Data for this task -
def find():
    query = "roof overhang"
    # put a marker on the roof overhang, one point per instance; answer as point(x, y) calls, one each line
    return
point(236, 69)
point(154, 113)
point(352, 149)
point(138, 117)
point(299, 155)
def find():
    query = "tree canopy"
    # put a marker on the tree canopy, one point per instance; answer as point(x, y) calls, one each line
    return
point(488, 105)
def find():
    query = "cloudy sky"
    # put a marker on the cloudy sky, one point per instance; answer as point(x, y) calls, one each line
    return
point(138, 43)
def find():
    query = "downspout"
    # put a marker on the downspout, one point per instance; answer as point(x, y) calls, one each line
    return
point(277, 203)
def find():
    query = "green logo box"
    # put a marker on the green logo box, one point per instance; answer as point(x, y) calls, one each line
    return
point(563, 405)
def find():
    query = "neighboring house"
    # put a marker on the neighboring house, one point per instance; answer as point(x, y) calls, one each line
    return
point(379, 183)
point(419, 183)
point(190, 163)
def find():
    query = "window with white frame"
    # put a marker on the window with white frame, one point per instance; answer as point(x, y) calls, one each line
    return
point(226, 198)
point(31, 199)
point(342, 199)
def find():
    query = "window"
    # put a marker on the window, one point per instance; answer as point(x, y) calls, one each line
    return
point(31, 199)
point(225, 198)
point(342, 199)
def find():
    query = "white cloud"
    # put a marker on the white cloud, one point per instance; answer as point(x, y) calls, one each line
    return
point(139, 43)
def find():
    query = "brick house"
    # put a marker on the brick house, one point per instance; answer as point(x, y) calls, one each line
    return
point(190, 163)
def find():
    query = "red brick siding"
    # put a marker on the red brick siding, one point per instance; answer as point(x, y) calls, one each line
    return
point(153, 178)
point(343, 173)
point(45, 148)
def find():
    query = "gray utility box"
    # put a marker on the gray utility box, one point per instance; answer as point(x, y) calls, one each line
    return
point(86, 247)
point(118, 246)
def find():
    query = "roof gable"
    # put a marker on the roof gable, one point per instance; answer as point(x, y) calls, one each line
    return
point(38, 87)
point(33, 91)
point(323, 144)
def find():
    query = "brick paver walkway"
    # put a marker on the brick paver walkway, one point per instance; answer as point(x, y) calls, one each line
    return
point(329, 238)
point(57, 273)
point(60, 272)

--

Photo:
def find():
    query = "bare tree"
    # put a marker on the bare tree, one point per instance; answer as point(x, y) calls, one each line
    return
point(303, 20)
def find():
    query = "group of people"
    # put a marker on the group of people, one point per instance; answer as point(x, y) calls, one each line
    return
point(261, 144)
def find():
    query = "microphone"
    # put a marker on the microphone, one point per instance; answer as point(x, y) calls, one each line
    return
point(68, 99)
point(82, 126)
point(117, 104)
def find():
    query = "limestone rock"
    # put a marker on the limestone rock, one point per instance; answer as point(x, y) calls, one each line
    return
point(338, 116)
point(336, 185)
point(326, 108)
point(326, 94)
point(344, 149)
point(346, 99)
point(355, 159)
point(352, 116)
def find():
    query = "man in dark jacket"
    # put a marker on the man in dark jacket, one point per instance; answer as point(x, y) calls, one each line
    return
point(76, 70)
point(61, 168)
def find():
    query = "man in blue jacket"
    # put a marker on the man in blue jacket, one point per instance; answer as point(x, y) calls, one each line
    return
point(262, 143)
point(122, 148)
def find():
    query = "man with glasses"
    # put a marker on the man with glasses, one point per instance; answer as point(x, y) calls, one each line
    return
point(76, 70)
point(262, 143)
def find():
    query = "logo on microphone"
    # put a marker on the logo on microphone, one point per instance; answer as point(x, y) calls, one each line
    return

Work instructions - Report every line of the entries above that contains the string "canopy", matching case exactly.

Finished task -
    query = "tree canopy"
    # put a marker on the tree canopy, one point per instance; answer as point(x, y) calls, one each line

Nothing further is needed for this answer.